• _Dataset entries_
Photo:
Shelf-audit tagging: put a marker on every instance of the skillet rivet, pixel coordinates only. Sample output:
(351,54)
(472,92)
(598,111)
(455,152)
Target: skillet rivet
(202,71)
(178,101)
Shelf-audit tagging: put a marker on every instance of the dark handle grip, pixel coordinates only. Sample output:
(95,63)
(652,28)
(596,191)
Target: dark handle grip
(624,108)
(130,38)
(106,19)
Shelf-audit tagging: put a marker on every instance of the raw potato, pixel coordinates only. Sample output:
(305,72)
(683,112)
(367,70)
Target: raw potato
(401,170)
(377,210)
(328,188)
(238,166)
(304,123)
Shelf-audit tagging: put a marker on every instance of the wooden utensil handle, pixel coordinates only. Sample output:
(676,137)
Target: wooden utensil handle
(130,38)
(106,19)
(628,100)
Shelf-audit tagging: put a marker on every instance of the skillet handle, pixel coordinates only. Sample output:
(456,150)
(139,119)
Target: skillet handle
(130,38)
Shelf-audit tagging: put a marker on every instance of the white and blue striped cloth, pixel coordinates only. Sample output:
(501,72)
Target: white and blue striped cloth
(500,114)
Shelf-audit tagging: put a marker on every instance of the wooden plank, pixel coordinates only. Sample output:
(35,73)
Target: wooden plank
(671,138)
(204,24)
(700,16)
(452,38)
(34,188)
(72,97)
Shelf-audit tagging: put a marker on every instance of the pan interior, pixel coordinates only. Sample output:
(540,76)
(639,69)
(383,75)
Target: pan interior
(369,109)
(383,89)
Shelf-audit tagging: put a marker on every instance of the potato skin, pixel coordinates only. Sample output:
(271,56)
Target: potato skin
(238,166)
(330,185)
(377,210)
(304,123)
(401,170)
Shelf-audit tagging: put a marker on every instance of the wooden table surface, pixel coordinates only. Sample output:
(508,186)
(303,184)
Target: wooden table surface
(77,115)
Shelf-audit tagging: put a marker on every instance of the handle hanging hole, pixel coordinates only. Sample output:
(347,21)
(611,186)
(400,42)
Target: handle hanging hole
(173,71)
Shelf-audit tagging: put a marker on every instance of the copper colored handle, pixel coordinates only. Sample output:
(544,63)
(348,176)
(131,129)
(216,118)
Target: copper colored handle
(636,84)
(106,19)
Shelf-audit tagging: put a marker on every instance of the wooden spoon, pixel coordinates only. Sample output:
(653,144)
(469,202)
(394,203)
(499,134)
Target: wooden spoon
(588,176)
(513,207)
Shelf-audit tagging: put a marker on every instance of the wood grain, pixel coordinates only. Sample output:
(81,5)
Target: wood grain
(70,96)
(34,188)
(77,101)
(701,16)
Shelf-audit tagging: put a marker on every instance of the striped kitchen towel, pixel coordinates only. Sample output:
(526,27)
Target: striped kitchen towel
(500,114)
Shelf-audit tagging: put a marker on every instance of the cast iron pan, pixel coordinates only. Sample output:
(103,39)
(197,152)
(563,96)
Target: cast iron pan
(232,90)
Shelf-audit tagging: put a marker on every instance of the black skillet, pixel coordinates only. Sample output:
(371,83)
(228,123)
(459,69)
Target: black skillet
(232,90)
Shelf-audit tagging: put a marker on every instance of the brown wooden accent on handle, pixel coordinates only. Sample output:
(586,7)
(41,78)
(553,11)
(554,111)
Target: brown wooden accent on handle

• _TASK TO CARRY OUT_
Rewrite all of the rows above, replacing "Sample output" with "Example output" and changing nothing else.

• _PROBLEM SOLUTION_
Photo:
Shelf-audit tagging: put a marker on every instance of the skillet rivet, pixel coordinates only. Example output:
(351,54)
(472,92)
(598,111)
(455,152)
Target: skillet rivet
(202,71)
(178,101)
Shelf-audit tagging: put a marker on every instance of the dark handle grip, pixel coordinates only. Example output:
(95,63)
(652,28)
(596,191)
Target: dark handle grip
(624,108)
(130,38)
(106,19)
Shelf-audit tagging: put a marker on every instance of the raw potato, pixel coordinates only. Example output:
(305,72)
(683,112)
(367,70)
Target: raw potato
(401,170)
(377,210)
(328,188)
(238,166)
(304,123)
Shelf-audit tagging: put a marker on every instance of the wooden utensil handle, pixel coordinates only. Example output:
(676,137)
Target: wooden utensil handle
(130,38)
(106,19)
(628,100)
Shelf-audit tagging: put a marker on every instance of the skillet handle, pixel coordinates only. Example output:
(456,150)
(139,119)
Target: skillet handle
(130,38)
Shelf-audit tagging: put a marker on every instance of the white and blue striped cloth, pixel coordinates only. Example output:
(501,72)
Target: white and blue striped cloth
(500,114)
Shelf-audit tagging: put a marker on every instance of the wooden plank, pixel coordinates only. Example output:
(35,73)
Target: wooden plank
(671,138)
(204,24)
(700,16)
(452,38)
(34,188)
(72,97)
Shelf-audit tagging: put a marker on every instance of the pan interior, pixel coordinates only. Example output:
(540,76)
(639,69)
(383,75)
Target: pan interior
(369,109)
(383,89)
Shelf-audit tagging: put a marker on every instance of the potato skin, pixel coordinates only. Example output:
(271,56)
Target: potato skin
(238,166)
(330,185)
(377,210)
(304,123)
(401,170)
Shelf-audit tagging: put a marker on every instance of the wooden table surface, pixel coordinates only. Example output:
(508,186)
(303,184)
Target: wooden table surface
(77,115)
Shelf-audit tagging: put a marker on every instance of the handle hanging hole, pixel coordinates only. Example output:
(347,21)
(611,186)
(400,42)
Target: handle hanging hole
(173,71)
Shelf-audit tagging: put a marker on every instance of the copper colored handle, pixel coordinates only. Example output:
(544,63)
(348,176)
(131,129)
(216,118)
Target: copper colored handle
(636,84)
(106,19)
Shelf-audit tagging: put a marker on every instance of the wooden spoon, pixel coordinates only. Example output:
(653,144)
(469,202)
(394,203)
(499,134)
Target: wooden spoon
(588,176)
(513,207)
Shelf-audit tagging: put a marker on every instance of the wood grain, pixel coordinates only. Example output:
(81,5)
Target: wood grain
(70,96)
(34,188)
(77,101)
(701,16)
Shelf-audit tagging: put a marker on every instance of the striped kitchen towel, pixel coordinates only. Example output:
(526,27)
Target: striped kitchen towel
(500,114)
Shelf-audit tagging: put a marker on every instance of the cast iron pan, pixel coordinates only. Example output:
(103,39)
(197,152)
(563,96)
Target: cast iron pan
(232,90)
Shelf-audit tagging: put a marker on every instance of the black skillet, pixel coordinates only. Example output:
(371,83)
(228,123)
(459,69)
Target: black skillet
(232,90)
Shelf-audit tagging: put a marker on every instance of the brown wooden accent on handle, pixel coordinates only. Example output:
(586,7)
(41,78)
(553,11)
(554,111)
Target: brown wooden accent on handle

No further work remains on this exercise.